▸ The data
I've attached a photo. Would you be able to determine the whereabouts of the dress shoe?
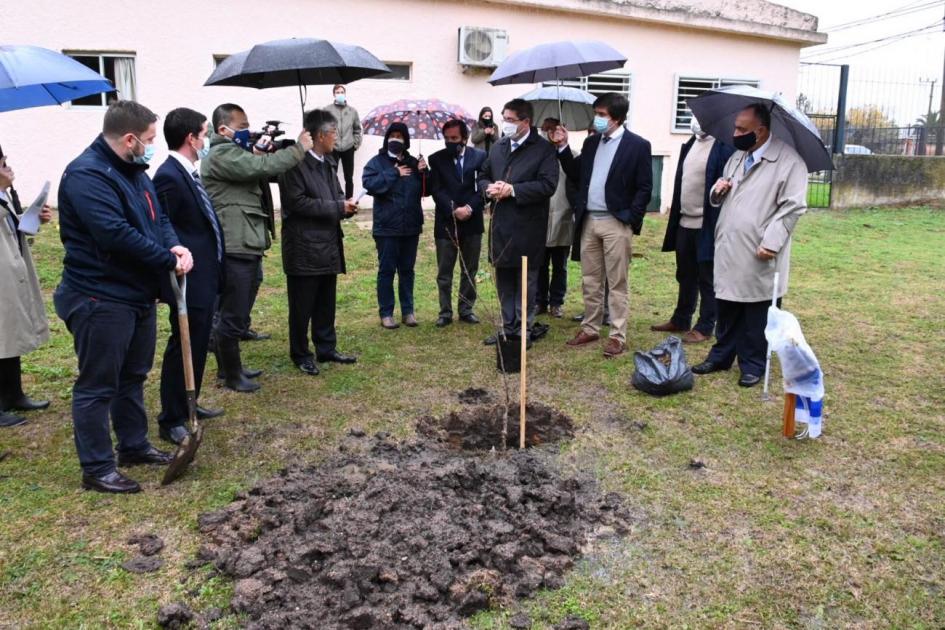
[118,445,174,467]
[604,337,627,359]
[0,411,26,427]
[738,374,761,387]
[240,328,272,341]
[650,322,689,332]
[682,328,709,343]
[4,394,49,411]
[197,405,226,420]
[567,330,600,347]
[318,350,358,365]
[158,424,190,444]
[82,470,141,494]
[692,360,728,374]
[295,358,318,376]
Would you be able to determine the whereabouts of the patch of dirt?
[199,406,631,630]
[417,403,574,451]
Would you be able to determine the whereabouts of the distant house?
[0,0,826,208]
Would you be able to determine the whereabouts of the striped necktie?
[194,171,223,262]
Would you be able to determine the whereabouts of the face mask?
[387,140,404,155]
[131,136,154,166]
[732,131,758,151]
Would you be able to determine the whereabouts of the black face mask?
[732,131,758,151]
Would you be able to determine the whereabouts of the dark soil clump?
[194,424,630,630]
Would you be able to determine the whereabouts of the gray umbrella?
[204,38,390,110]
[686,85,833,173]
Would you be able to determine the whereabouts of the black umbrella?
[204,38,390,112]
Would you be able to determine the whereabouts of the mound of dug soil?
[200,418,629,630]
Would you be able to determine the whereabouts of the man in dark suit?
[479,98,558,343]
[154,107,225,444]
[279,109,358,376]
[430,120,486,328]
[554,92,653,358]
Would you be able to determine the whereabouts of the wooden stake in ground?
[518,256,528,448]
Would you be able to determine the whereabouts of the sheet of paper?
[19,182,49,236]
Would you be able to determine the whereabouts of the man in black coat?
[479,98,559,343]
[650,116,735,343]
[279,109,358,376]
[430,120,486,328]
[154,107,225,444]
[554,92,653,358]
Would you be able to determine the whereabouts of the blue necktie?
[194,171,223,262]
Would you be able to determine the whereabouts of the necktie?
[194,171,223,262]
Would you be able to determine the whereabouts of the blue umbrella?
[0,45,115,112]
[686,85,833,173]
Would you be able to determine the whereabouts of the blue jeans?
[374,234,420,317]
[53,285,157,476]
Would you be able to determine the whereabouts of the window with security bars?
[673,77,760,132]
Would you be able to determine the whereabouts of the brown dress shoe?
[650,322,688,332]
[567,330,600,347]
[604,337,627,359]
[682,328,709,343]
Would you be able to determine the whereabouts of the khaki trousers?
[581,216,633,343]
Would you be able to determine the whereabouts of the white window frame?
[62,49,138,111]
[669,74,761,134]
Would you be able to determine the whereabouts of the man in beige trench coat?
[0,158,51,427]
[692,105,807,387]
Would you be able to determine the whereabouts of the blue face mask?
[594,116,610,133]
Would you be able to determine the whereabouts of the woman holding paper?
[0,157,52,427]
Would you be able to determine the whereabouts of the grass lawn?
[0,209,945,629]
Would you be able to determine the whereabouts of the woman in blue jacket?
[362,122,427,330]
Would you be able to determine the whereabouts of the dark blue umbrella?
[0,45,115,112]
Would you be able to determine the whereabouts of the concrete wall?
[830,155,945,210]
[0,0,803,209]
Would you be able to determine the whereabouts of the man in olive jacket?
[279,109,358,376]
[200,103,312,392]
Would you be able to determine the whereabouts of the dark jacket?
[154,157,225,308]
[361,123,426,236]
[558,129,653,260]
[59,135,180,305]
[479,127,559,268]
[279,154,345,276]
[430,145,486,241]
[663,136,735,262]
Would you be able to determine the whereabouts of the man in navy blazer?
[430,120,486,328]
[553,92,653,358]
[154,107,225,444]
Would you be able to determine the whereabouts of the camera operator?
[200,103,312,392]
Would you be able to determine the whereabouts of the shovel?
[161,271,203,486]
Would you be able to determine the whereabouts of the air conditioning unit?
[458,26,509,68]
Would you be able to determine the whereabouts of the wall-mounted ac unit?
[457,26,509,68]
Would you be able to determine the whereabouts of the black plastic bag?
[630,337,694,396]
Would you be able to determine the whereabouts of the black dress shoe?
[158,424,190,444]
[692,361,728,374]
[318,350,358,365]
[82,470,141,494]
[118,446,174,467]
[295,359,318,376]
[197,405,226,420]
[240,328,272,341]
[738,374,761,387]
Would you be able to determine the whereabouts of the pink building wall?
[0,0,800,214]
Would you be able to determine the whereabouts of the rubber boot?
[217,339,259,392]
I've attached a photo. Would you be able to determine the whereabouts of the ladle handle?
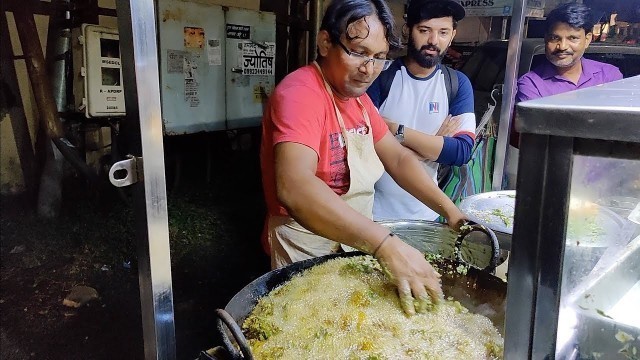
[215,309,253,360]
[454,221,500,274]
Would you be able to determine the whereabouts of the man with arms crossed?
[367,0,476,220]
[261,0,464,314]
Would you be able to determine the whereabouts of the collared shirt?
[510,58,622,147]
[516,58,622,102]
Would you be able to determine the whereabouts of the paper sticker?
[167,49,185,73]
[242,41,276,75]
[182,54,200,107]
[207,39,222,66]
[184,26,204,49]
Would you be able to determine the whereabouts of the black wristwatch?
[395,125,404,144]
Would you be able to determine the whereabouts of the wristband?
[373,233,395,257]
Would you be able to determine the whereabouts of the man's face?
[544,22,592,67]
[407,16,456,68]
[318,16,389,98]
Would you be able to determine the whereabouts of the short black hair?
[406,0,465,29]
[320,0,401,49]
[545,3,595,34]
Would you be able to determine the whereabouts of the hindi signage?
[241,41,276,75]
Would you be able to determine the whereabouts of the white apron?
[268,62,384,269]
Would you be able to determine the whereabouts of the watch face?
[396,125,404,142]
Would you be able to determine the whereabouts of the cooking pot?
[205,224,507,360]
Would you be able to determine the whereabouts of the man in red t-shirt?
[261,0,464,314]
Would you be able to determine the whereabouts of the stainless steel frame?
[492,0,527,190]
[117,0,176,359]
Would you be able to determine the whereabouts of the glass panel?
[556,156,640,359]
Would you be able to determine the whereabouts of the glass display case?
[505,76,640,359]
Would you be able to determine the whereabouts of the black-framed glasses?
[338,41,393,71]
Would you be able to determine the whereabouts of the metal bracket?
[109,155,144,187]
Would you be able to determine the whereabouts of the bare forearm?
[385,119,443,161]
[278,176,389,253]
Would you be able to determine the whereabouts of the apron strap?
[313,61,371,145]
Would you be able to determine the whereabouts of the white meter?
[72,24,125,118]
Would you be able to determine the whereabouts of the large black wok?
[201,224,507,360]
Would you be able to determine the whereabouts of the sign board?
[458,0,545,17]
[227,24,251,40]
[242,41,276,75]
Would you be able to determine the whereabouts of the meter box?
[72,24,125,118]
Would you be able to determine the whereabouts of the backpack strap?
[440,64,458,106]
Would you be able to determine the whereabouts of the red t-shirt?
[260,65,389,216]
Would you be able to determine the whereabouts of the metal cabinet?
[158,0,275,135]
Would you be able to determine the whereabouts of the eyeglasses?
[338,41,393,71]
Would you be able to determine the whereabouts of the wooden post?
[0,10,38,198]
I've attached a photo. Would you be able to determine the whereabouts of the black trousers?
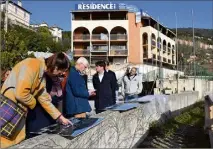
[26,96,61,138]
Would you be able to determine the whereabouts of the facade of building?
[30,22,63,42]
[71,3,176,66]
[1,0,31,27]
[177,39,213,50]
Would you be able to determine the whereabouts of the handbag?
[0,87,26,140]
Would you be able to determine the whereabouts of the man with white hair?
[64,57,95,118]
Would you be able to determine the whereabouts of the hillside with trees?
[173,28,213,74]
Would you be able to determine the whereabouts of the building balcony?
[73,49,90,56]
[73,34,90,41]
[92,34,109,41]
[172,61,175,64]
[110,49,128,56]
[110,34,127,41]
[91,46,109,52]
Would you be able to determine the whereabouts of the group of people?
[0,53,142,148]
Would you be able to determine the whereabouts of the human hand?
[58,115,73,125]
[88,90,96,96]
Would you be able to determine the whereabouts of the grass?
[139,102,210,148]
[150,102,205,136]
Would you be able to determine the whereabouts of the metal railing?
[91,46,109,51]
[110,34,127,40]
[73,49,90,56]
[73,34,90,40]
[204,93,213,148]
[92,34,109,41]
[110,49,128,56]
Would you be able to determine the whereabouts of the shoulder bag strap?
[2,86,15,95]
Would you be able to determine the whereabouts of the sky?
[22,0,213,31]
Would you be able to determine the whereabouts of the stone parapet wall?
[13,92,199,148]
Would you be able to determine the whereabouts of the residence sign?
[75,3,125,10]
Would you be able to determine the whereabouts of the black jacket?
[92,71,117,110]
[107,70,119,91]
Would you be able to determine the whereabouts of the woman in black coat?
[93,61,117,113]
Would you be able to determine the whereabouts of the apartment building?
[177,39,213,50]
[30,22,63,42]
[71,3,176,66]
[1,0,31,27]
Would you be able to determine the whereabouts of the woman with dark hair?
[0,53,71,148]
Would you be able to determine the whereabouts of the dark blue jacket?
[65,67,91,115]
[93,71,117,110]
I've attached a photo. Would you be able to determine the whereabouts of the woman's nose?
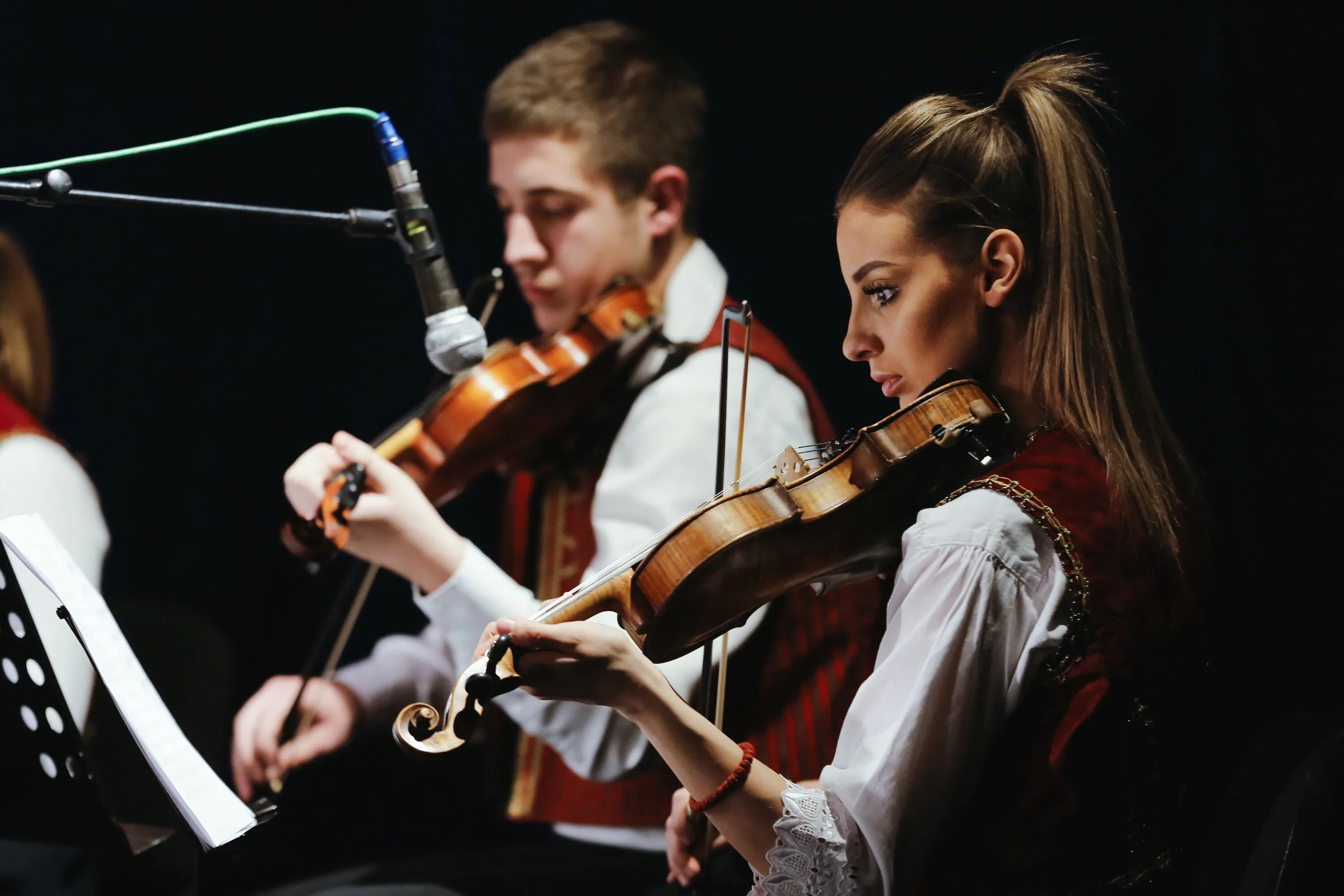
[504,212,547,266]
[840,309,882,362]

▸ Short task
Turn the material above, starting with the line containing "dark blue umbrella?" and going on through the line containing "[516,58,622,102]", into a JSON list of strings with one string per line and blank lines left out. Leave the pictures out of the list.

▸ Written response
[
  "Would you be able to determine the whereabouts of the dark blue umbrella?",
  "[0,45,115,112]",
  "Would you be able to determine the whereabouts of the concrete wall?",
  "[830,155,945,210]",
  "[0,0,803,209]",
  "Would you be able to determine the whereabouts of the man in olive jacket?",
  "[279,109,358,376]",
  "[200,103,312,392]",
  "Would you be able to determine the whereabouts of the dark jacket?",
  "[154,157,225,308]",
  "[361,123,426,236]",
  "[558,129,653,260]",
  "[59,135,180,305]",
  "[479,127,559,268]",
  "[279,154,345,276]",
  "[430,145,486,241]",
  "[663,136,735,262]",
  "Would you be able to determine the whereabouts of the man in navy blazer?",
  "[430,120,486,328]",
  "[553,92,653,358]",
  "[154,107,225,444]",
  "Would you be able to determine the whereabouts of the camera operator?",
  "[200,103,312,392]",
  "Would you be able to determine the whereabouts of the shovel?",
  "[161,271,203,486]",
  "Would you be able to determine the whereabouts of the air conditioning unit?",
  "[458,26,509,68]",
  "Would you be able to determine the whereabouts of the wall-mounted ac unit?",
  "[457,26,509,68]",
  "Would you be able to determine the whereabouts of the black plastic bag?",
  "[630,337,694,396]",
  "Would you be able to determine the whereabouts of the black dress shoe?",
  "[158,424,190,444]",
  "[692,361,728,374]",
  "[318,350,358,365]",
  "[82,470,141,494]",
  "[118,446,174,467]",
  "[295,359,318,376]",
  "[197,405,226,420]",
  "[240,328,272,341]",
  "[738,374,761,387]",
  "Would you be able to determine the whereabouts of the pink building wall?",
  "[0,0,800,214]",
  "Would you be able to determine the whereabouts of the rubber boot?",
  "[217,339,259,392]",
  "I've attached a photo. Would you be able to determine the whereabouts of the ladle handle?",
  "[215,309,253,360]",
  "[454,221,500,274]",
  "Would you be able to determine the whereabouts of the man with arms crossed?",
  "[367,0,476,220]",
  "[261,0,464,314]",
  "Would you be able to determine the whereabouts of the collared shirt?",
  "[510,58,622,147]",
  "[516,58,622,102]"
]